Pada proses persidangan di tingkat Pengadilan Negeri dan Pengadilan Tinggi, Heryanto dan Eko belum puas dengan keputusan pada dua lingkup pengadilan tersebut sehingga melanjutkan upaya hukum kasasi pada MA.
Pada 2022, dilakukan pengajuan kasasi oleh Heryanto dan Ivan Dwi dengan masih memercayakan Yosep dan Eko sebagai kuasa hukum.
"Dalam pengurusan kasasi ini, diduga YP (Yosep Parera) dan ES (Eko Suparno) melakukan pertemuan dan komunikasi dengan beberapa pegawai di Kepaniteraan MA yang dinilai mampu menjadi penghubung hingga fasilitator dengan majelis hakim yang nantinya bisa mengondisikan putusan sesuai dengan keinginan YP dan ES," ujar Firli.
Pegawai MA yang bersedia dan bersepakat dengan Yosep dan Eko yaitu Desy Yustria dengan pemberian sejumlah uang.
Desy selanjutnya turut mengajak PNS pada Kepaniteraan MA Muhajir Habibie dan Hakim Yustisial/Panitera Pengganti MA Elly Tri Pangestu untuk ikut serta menjadi penghubung penyerahan uang ke majelis hakim.
Desy dkk diduga sebagai representasi Sudrajad dan beberapa pihak di MA untuk menerima uang dari pihak-pihak yang mengurus perkara di MA.
"Terkait sumber dana yang diberikan YP dan ES pada majelis hakim berasal dari HT (Heryanto Tanaka) dan IDKS (Ivan Dwi)," imbuh Firli.
Baca juga: MA Tanggapi Penetapan Tersangka Hakim Agung Sudrajad Dimyati, Ungkap Keberadaannya Terkini
Jumlah uang yang diserahkan secara tunai oleh Yosep dan Eko pada Desy sekitar 202.000 dolar AS (ekuivalen Rp2,2 miliar).
"Kemudian oleh DY (Desy Yustria) dibagi lagi dengan pembagian DY menerima sekitar sejumlah Rp250 juta, MH (Muhajir Habibie) menerima sekitar Rp850 juta, ETP (Elly Tri) menerima sekitar Rp100 juta dan SD (Sudrajad) menerima sekitar Rp800 juta yang penerimaannya melalui ETP," sebut Firli.
Dengan penyerahan uang tersebut, putusan yang diharapkan Yosep dan Eko pastinya dikabulkan dengan menguatkan putusan kasasi yang sebelumnya menyatakan koperasi simpan pinjam Intidana pailit.
"Ketika tim KPK melakukan tangkap tangan, dari DY ditemukan dan diamankan uang sejumlah sekitar 205.000 dolar Singapura dan adanya penyerahan uang dari AB (Albasri) sekitar Rp50 juta," kata Firli.
"KPK menduga DY dkk juga menerima pemberian lain dari pihak-pihak yang berperkara di Mahkamah Agung dan hal ini akan didalami lebih lanjut oleh tim penyidik," ujarnya.
····················
◆ TUGAS DAN LATIHAN
• 1. Menurut kutipan tentang kasus suap di Mahkamah Agung, berapa uang yang diterima Sudrajad?
• 2. Dalam kutipan tentang kasus suap di Mahkamah Agung, siapa saja yang mendapat bagian dari uang yang dibagi Desy Yustria, dan berapa bagian masing-masing?
• 3. Lanjutkan teks tentang kasus suap di Mahkamah Agung setelah kalimat terakhirnya.
Entri yang disertakan tidak diperlukan untuk mengerjakan tugas apa pun.

◆ DATA YANG DIBERIKAN
····················
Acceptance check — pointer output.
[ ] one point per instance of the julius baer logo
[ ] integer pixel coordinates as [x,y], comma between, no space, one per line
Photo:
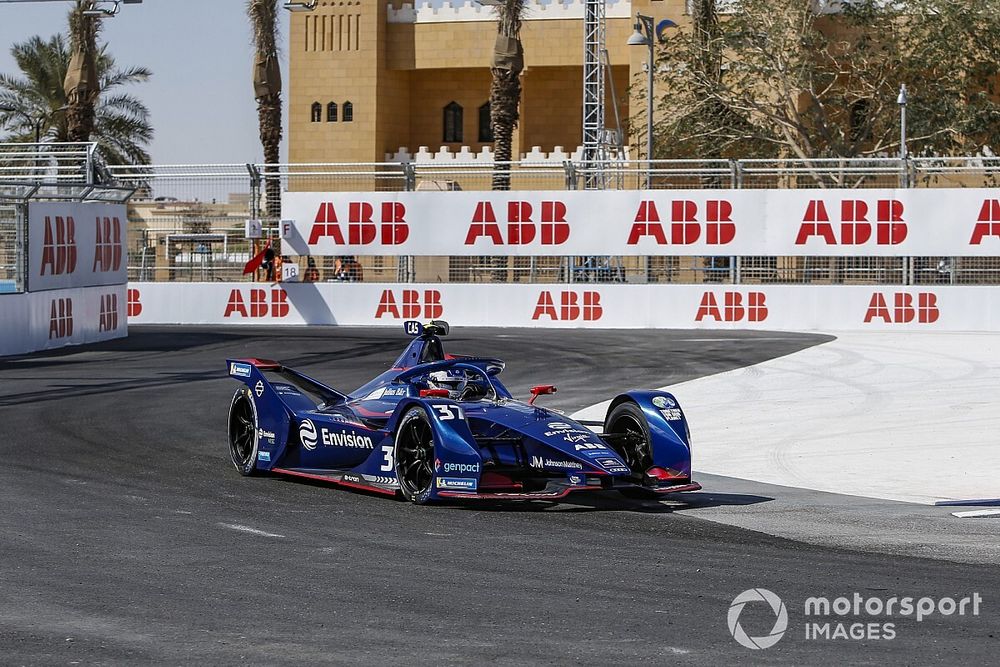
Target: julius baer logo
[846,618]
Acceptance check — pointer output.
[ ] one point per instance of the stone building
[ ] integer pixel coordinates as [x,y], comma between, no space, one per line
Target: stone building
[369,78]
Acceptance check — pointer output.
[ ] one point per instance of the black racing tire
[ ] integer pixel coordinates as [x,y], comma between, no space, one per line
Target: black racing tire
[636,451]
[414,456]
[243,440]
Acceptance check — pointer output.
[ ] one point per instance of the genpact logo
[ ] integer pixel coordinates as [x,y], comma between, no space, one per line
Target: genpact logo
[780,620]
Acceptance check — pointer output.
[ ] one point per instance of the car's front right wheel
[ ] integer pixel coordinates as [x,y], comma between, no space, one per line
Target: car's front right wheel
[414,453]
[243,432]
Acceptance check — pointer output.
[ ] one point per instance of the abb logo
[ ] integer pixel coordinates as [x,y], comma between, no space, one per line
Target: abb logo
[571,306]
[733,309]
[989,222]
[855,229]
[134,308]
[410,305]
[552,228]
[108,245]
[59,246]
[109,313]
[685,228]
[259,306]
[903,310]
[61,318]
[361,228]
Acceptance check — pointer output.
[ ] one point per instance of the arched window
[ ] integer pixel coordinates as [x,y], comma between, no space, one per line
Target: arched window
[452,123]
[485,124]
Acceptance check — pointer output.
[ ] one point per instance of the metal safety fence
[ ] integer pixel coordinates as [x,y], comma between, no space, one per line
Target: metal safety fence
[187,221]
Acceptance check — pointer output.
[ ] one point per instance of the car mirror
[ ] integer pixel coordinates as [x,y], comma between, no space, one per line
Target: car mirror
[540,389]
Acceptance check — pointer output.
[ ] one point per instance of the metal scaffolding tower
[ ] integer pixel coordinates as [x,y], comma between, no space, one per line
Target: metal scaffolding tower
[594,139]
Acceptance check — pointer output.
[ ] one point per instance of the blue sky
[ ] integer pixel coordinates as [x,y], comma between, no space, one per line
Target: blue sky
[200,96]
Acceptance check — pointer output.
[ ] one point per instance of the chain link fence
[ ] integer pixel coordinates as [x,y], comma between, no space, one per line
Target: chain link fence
····················
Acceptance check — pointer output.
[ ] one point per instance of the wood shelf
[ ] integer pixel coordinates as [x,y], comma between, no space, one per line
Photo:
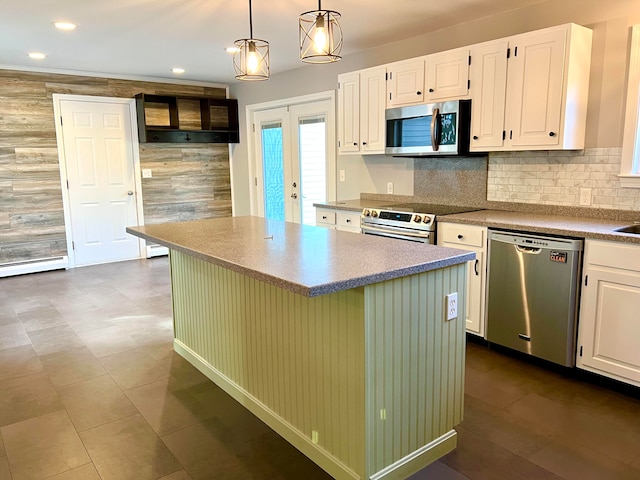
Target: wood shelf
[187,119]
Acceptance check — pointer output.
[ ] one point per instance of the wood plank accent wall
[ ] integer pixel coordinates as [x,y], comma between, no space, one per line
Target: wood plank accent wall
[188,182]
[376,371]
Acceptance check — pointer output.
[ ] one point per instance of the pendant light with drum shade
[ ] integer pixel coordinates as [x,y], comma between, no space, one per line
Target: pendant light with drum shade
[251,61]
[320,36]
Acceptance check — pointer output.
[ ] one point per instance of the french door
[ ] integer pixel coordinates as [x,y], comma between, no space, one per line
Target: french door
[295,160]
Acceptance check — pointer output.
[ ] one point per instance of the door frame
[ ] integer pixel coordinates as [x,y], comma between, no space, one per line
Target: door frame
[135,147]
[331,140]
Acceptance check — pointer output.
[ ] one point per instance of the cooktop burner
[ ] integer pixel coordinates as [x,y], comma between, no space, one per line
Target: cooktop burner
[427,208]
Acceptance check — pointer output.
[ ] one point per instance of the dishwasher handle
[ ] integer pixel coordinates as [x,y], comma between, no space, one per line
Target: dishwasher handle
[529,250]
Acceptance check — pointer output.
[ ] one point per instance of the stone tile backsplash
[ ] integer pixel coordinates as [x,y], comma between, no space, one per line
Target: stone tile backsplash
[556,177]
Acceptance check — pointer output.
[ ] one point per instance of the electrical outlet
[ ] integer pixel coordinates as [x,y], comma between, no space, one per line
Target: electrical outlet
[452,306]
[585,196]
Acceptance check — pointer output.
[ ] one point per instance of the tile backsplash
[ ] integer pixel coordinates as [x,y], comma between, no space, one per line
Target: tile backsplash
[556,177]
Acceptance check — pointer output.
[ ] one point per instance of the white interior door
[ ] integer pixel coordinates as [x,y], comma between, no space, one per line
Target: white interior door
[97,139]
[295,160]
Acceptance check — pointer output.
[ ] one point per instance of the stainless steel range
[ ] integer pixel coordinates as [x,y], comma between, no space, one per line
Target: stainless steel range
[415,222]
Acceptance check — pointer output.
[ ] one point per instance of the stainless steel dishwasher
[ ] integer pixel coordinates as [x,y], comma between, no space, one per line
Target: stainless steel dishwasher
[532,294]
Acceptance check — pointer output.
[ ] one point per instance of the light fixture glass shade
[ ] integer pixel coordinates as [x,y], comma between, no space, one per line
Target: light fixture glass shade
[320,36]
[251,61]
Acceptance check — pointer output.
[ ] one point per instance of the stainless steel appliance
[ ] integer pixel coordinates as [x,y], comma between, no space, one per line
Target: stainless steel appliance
····················
◆ JAWABAN TIAP TUGAS
• 1. Sekitar Rp800 juta, yang diterimanya melalui Elly Tri (ETP).

• 2.
- Desy Yustria: sekitar Rp250 juta
- Muhajir Habibie: sekitar Rp850 juta
- Elly Tri: sekitar Rp100 juta
- Sudrajad: sekitar Rp800 juta, melalui Elly Tri

• 3.
Hakim Agung Sudrajad Dimyanti Temui Ketua MA Sebelum ke KPK
Hakim Agung, Sudrajad Dimyati ternyata menemui Ketua Mahkamah Agung (MA) Syarifuddin sebelum datang ke Komisi Pemberantasan Korupsi (KPK).
"Pagi hari tadi pak SD, hakim agung, ada masuk kantor dan sempat mendatangi pimpinan MA itu karena dia malam tadi tidak ada permasalahan, tidak ada panggilan apa-apa dan kebetulan pagi ini dia dipanggil (KPK) datang ke sini dengan nait baik dia sudah kooperatif untuk datang ke sini," kata Ketua Kamar Pengawasan MA, Zahrul Rabain di Gedung KPK, Jumat (23/9/2022).
Zahrul menerangkan Sudrajad menemui pimpinan MA itu untuk melaporkan jika dirinya dipanggil oleh KPK.
Dalam pertemuannya itu, Zahrul mengungkapkan pimpinan MA juga sempat bertanya langsung ke Sudrajad terkait duduk perkara kasus yang menjeratnya itu.
Atas pertemuan itu, Sudrajad disarankan oleh Ketua MA untuk bersikap kooperatif dengan mendatangi panggilan KPK tersebut.
"Tapi karena dia punya atasan tentu dia melapor ke atasannya bahwa dia dipanggil untuk datang ke KPK. Maka Ketua MA memberikan saran supaya kita kooperatif, silakan datang ke KPK, dan untuk sementara ya ketua MA juga menanyakan bagaimana duduk persoalannya, kemudian siapa-siapa yang tersangkut dengan perkara tersebut," ucapnya.
Dia mengatakan pada intinya pertemuan Sudrajad dengan Syarifuddin hanya sebatas bertemu biasa dengan pimpinannya itu.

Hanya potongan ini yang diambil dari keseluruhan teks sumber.